◆ TASKS TO COMPLETE:
• 1. Can you output the blog post's text starting at "I ended up writing" and ending at "needs well enough.", copied word for word?
• 2. Could you turn the blog post's paragraph that begins "I ended up writing a process" into a short bulleted list that keeps its main facts?
• 3. Can you answer these questions about the blog post?
(a) What was the writer finishing when the project finally started working?
(b) What does the web UI use to communicate with the server?
(c) What has the writer been really impressed with?

◆ SOURCE TEXT:

= = = = = = =

I did it.  As I was finishing yesterday’s blog post, I finally got my project working, and exposed on the internet.  Now I that things are finally figured out, I can document and test it.

I ended up writing a process that runs a socket/ZeroMQ based service, which is long-running and persistent.  I have my web UI, written with pyjamas, that uses jsonrpc through CGI.  The CGI service/handler (which runs on the server, obviously) opens a brief connection to the persistent service to run whatever method call it was asked to call, and return the result.  Until I deploy it on the actual tech-artists.org server, I have my router port-forward incoming connections to my machine.  So I’ve used my service from my Droid successfully ;)  I have no idea if this is a terrible design, but it serves my needs well enough.

I’ve been really impressed with pyjamas.  I think I’ve gotten over the learning hurdle, and am starting to compose together a pretty nice UI.

= = = = = = =

◆ MATERIAL:
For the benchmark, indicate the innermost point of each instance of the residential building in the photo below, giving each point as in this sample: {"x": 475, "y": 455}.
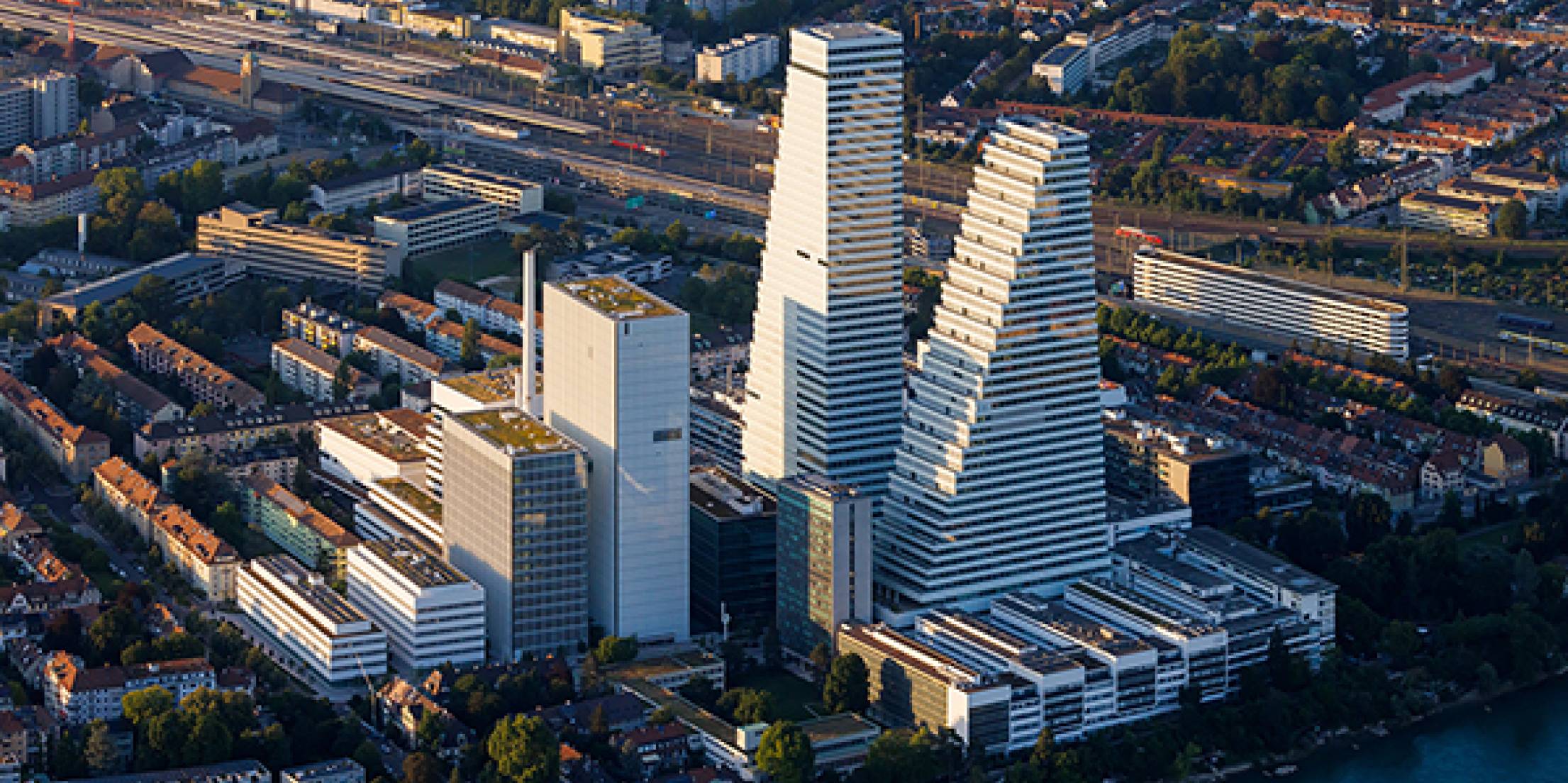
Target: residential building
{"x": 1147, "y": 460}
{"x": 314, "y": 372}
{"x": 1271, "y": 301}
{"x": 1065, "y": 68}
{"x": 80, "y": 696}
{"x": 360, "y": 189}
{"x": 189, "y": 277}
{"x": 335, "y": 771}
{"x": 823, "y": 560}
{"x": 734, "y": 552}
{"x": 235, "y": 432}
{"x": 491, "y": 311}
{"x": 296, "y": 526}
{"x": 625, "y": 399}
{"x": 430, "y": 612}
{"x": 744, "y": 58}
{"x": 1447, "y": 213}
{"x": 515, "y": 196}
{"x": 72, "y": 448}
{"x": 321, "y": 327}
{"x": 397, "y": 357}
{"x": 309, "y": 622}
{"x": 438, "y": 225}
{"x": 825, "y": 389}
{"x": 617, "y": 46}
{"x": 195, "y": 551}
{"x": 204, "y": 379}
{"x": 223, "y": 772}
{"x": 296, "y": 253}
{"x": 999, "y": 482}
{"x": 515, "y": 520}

= = = = = = =

◆ ANSWERS PROVIDED:
• 1.
I ended up writing a process that runs a socket/ZeroMQ based service, which is long-running and persistent.  I have my web UI, written with pyjamas, that uses jsonrpc through CGI.  The CGI service/handler (which runs on the server, obviously) opens a brief connection to the persistent service to run whatever method call it was asked to call, and return the result.  Until I deploy it on the actual tech-artists.org server, I have my router port-forward incoming connections to my machine.  So I’ve used my service from my Droid successfully ;)  I have no idea if this is a terrible design, but it serves my needs well enough.

• 2.
- A long-running, persistent service built on sockets/ZeroMQ
- A web UI written with pyjamas that uses jsonrpc through CGI
- A CGI handler on the server that briefly connects to the persistent service, runs the requested method call, and returns the result
- Until deployment on the tech-artists.org server, the router port-forwards incoming connections to the writer's machine
- The service has been used successfully from a Droid
- The design may not be ideal, but it meets the writer's needs

• 3.
(a) Yesterday's blog post
(b) jsonrpc through CGI
(c) Pyjamas